Exercise instructions
Could you print all the entries exactly?

Pointing and labeling entries:
━━━━━━━━━━━━━━━━━━━━

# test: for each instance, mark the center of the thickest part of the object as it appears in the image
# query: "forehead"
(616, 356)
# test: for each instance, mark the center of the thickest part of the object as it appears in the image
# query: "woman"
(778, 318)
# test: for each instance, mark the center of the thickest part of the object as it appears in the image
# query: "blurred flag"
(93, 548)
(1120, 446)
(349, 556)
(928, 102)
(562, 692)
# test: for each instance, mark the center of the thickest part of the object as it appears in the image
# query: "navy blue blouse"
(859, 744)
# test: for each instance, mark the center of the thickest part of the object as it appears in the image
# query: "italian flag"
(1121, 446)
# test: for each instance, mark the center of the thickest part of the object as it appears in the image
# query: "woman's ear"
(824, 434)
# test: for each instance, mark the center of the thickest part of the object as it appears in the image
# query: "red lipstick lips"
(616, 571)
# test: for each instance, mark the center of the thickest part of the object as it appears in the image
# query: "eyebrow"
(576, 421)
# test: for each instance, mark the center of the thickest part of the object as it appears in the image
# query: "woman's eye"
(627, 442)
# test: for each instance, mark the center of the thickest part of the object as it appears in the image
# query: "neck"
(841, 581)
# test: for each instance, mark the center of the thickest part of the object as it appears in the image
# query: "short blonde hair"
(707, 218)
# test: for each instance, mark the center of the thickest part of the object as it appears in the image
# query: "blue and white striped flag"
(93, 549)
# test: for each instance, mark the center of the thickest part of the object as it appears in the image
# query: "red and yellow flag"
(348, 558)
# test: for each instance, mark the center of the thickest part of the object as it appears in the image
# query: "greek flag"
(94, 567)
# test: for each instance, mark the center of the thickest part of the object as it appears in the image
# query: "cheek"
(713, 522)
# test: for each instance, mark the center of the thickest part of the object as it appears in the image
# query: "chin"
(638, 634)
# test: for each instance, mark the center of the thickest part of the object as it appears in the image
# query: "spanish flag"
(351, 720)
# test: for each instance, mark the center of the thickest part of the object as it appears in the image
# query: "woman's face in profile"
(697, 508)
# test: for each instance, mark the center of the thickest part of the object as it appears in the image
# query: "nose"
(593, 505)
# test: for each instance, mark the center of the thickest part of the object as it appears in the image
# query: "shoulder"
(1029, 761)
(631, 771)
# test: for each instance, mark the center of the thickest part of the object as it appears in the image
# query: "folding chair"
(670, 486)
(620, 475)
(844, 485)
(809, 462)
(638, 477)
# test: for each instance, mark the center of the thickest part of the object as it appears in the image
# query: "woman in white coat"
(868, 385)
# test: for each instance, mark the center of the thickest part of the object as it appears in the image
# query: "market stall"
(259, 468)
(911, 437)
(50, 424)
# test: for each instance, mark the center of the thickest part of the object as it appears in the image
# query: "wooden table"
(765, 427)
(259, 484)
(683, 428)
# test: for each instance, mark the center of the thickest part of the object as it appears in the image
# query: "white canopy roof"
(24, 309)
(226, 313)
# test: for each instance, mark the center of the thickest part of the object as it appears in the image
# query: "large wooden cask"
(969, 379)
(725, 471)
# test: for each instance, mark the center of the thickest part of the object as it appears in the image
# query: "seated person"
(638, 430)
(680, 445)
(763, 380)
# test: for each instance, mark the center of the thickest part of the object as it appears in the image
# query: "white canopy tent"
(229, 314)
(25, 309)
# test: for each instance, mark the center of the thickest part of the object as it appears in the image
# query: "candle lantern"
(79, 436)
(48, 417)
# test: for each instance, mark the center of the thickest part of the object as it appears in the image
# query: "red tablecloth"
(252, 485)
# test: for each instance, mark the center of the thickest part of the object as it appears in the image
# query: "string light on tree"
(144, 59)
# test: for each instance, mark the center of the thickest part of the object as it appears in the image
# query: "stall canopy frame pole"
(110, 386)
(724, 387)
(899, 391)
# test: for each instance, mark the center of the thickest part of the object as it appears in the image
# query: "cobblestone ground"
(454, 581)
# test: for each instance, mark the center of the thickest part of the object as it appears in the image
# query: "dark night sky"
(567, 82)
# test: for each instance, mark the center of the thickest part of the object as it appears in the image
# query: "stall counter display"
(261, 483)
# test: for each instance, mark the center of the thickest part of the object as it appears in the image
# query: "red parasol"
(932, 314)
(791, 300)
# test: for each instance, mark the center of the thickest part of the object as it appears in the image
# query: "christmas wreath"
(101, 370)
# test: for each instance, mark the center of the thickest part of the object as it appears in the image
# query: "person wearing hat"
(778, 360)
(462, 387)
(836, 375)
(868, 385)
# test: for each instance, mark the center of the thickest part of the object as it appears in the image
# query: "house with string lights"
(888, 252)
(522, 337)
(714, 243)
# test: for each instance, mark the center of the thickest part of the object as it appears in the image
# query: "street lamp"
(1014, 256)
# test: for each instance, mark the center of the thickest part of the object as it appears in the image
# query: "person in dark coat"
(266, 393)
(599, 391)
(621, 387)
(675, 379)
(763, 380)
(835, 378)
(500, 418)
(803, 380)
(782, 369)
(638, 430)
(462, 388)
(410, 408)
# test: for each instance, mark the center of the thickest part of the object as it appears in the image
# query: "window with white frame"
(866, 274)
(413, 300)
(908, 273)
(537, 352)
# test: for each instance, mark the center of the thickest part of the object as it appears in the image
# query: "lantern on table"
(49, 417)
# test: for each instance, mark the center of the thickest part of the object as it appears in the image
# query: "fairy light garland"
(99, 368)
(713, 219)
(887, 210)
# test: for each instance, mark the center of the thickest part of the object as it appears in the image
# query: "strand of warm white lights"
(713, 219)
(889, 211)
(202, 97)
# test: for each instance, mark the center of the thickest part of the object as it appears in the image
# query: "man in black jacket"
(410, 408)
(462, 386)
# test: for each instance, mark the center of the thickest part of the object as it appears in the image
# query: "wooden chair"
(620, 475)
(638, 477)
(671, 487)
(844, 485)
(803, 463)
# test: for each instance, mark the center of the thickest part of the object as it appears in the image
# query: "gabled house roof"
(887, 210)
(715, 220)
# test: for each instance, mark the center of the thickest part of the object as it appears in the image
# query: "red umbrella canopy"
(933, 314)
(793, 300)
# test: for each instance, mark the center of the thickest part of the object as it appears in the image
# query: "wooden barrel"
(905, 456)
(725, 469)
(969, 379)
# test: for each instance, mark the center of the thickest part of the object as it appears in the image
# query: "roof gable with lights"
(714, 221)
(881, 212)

━━━━━━━━━━━━━━━━━━━━

Result of this exercise
# test: for each instance, mark the center of the thickest part of the object as it appears in the image
# query: "forehead"
(616, 356)
# test: for each instance, mark the center of the thickest part of the object as it appears in the image
# query: "woman"
(778, 318)
# test: for each instance, mark the center of the thickest part of the object as it appears in the image
# query: "blurred flag"
(93, 548)
(1120, 446)
(349, 556)
(928, 102)
(562, 692)
# test: for each instance, mark the center of the thickest part of the object as it appears in the image
# query: "navy blue blouse"
(859, 744)
# test: for each instance, mark the center of the thickest part of the object as it appears in the image
# query: "italian flag"
(1121, 446)
# test: for each instance, mark the center of the thickest part of the object as it appears in the image
# query: "woman's ear"
(824, 434)
# test: for each instance, mark the center of the thickest part of the object as it appears in the image
# query: "red lipstick lips"
(616, 571)
# test: for each instance, mark the center of the thickest part of the object as it appears in the image
# query: "eyebrow"
(576, 421)
# test: for each instance, mark the center of the thickest part of the object as it appears in the image
# query: "woman's eye"
(627, 442)
# test: for each instance, mark the center of the thickest part of the object as it appears in the image
# query: "neck"
(841, 581)
# test: for each instance, mark the center of the thickest part of the object as it appears in the image
# query: "short blonde hair"
(707, 218)
# test: for each instance, mark the center of the thickest part of the object as it appears in the image
# query: "blue and white striped flag"
(93, 549)
# test: for each instance, mark the center of the thickest part of the object as it appears in the image
# query: "red and yellow flag"
(348, 558)
# test: for each instance, mark the center of the thickest part of the object as it appears in the image
# query: "greek flag"
(94, 567)
# test: for each instance, mark the center of the thickest part of the object as it appears in the image
# query: "cheek"
(713, 522)
# test: for each instance, mark the center of the thickest part of the object as it appears in the image
# query: "chin"
(638, 634)
# test: for each instance, mark the center of the thickest part of the object as it appears in the image
# query: "spanish flag"
(351, 720)
# test: for each instance, mark the center of the thickest part of the object as it appears in the image
# query: "woman's face in profile"
(697, 508)
# test: for each instance, mark the center of the thickest part of the object as it appears in the image
# query: "nose"
(593, 505)
# test: for each instance, mark the center of the thickest part of the object as it appears in the image
# query: "shoulder"
(1029, 761)
(631, 771)
# test: for each instance, mark the center of the thickest part of the object as it appears in the image
# query: "folding chair"
(670, 486)
(620, 475)
(844, 485)
(809, 462)
(638, 477)
# test: for each instance, mark the center of the thickest part of the object as it appears in the image
# query: "woman in white coat"
(868, 385)
# test: for each instance, mark the center of the thickest part of the object as it appears in the image
# query: "market stall"
(259, 468)
(911, 437)
(50, 424)
# test: for each instance, mark the center of the thickest part of the object as it appears in the image
# query: "wooden table"
(765, 427)
(259, 484)
(683, 428)
# test: for each instance, mark the center of the thickest part of the object as it appears in the image
# query: "white canopy roof"
(24, 309)
(226, 313)
# test: for each instance, mark the center of the thickest part of the object as it appears in the image
# query: "large wooden cask"
(969, 379)
(725, 471)
# test: for each instance, mark the center of the thickest part of the object as it appears in the image
# query: "seated person"
(638, 430)
(680, 445)
(763, 380)
# test: for each instance, mark the center of the thickest part of the object as it appears in the image
# query: "white canopy tent"
(229, 314)
(25, 309)
# test: for each instance, mark the center of the thickest part of the object as it appears in the image
# query: "candle lantern"
(79, 436)
(48, 417)
# test: for each instance, mark the center of the thickest part of the object as it appears in the image
# query: "red tablecloth"
(252, 485)
# test: for each instance, mark the center of the thickest part of the object as it appears in the image
# query: "string light on tree"
(144, 59)
# test: for each instance, mark the center of the thickest part of the object as it appears in the image
# query: "stall canopy frame pole"
(110, 386)
(724, 387)
(899, 391)
# test: for each instance, mark the center of the thickest part of the object as it appears in the image
# query: "cobblestone ground"
(454, 581)
# test: for each instance, mark the center of the thickest part of the object as it appears in the image
# query: "dark night sky"
(567, 82)
# test: for each instance, mark the center of the thickest part of the object as it appears in the image
# query: "stall counter display"
(261, 483)
# test: for each instance, mark the center of the thickest part of the object as it appears in the image
# query: "red parasol"
(932, 314)
(791, 300)
# test: for each instance, mark the center of the thickest part of the object as it appears in the image
# query: "christmas wreath"
(101, 370)
# test: for each instance, mark the center of the thickest part of the object as it appears in the image
# query: "person wearing hat"
(778, 360)
(462, 387)
(836, 375)
(868, 385)
# test: for each instance, mark the center of the thickest part of the object as it appears in the image
# query: "house with string lights"
(888, 252)
(522, 337)
(714, 243)
# test: for each instance, mark the center of the thickest part of the object as it appears in the image
# query: "street lamp"
(1014, 256)
# test: for each instance, mark the center of the thickest part of the object as it appears in the image
# query: "person in dark coat"
(266, 393)
(599, 391)
(621, 387)
(675, 379)
(763, 380)
(835, 378)
(500, 418)
(803, 380)
(782, 369)
(638, 430)
(462, 388)
(410, 408)
# test: for each instance, mark the center of the thickest part of the object as it appears in the image
# query: "window with white frame"
(866, 274)
(413, 300)
(908, 273)
(537, 352)
# test: for each instance, mark the center of the thickest part of the object as it appears in the image
# query: "lantern on table"
(49, 417)
# test: for each instance, mark the center of the thickest part of the object as it appears in the image
# query: "fairy light garland"
(99, 368)
(713, 219)
(887, 210)
# test: for each instance, mark the center of the thickest part of the object as it appears in the image
# query: "strand of warm white lights"
(713, 219)
(889, 211)
(202, 97)
# test: for each instance, mark the center of the thickest part of the object as it appears in the image
# query: "man in black jacket"
(410, 408)
(462, 386)
# test: for each instance, mark the center of the thickest part of the object as it appears in the image
# query: "wooden chair"
(620, 475)
(638, 477)
(671, 487)
(844, 485)
(803, 463)
# test: for each instance, mark the center of the thickest part of the object as it appears in the image
# query: "gabled house roof"
(887, 210)
(715, 220)
# test: for each instance, mark the center of the thickest part of the object as it appears in the image
# query: "red umbrella canopy"
(933, 314)
(793, 300)
# test: for each instance, mark the center of the thickest part of the object as it appears in the image
# query: "wooden barrel"
(905, 456)
(725, 469)
(969, 379)
# test: for each instance, mark the center of the thickest part of the object as it appears in the image
# query: "roof gable with lights"
(714, 221)
(881, 212)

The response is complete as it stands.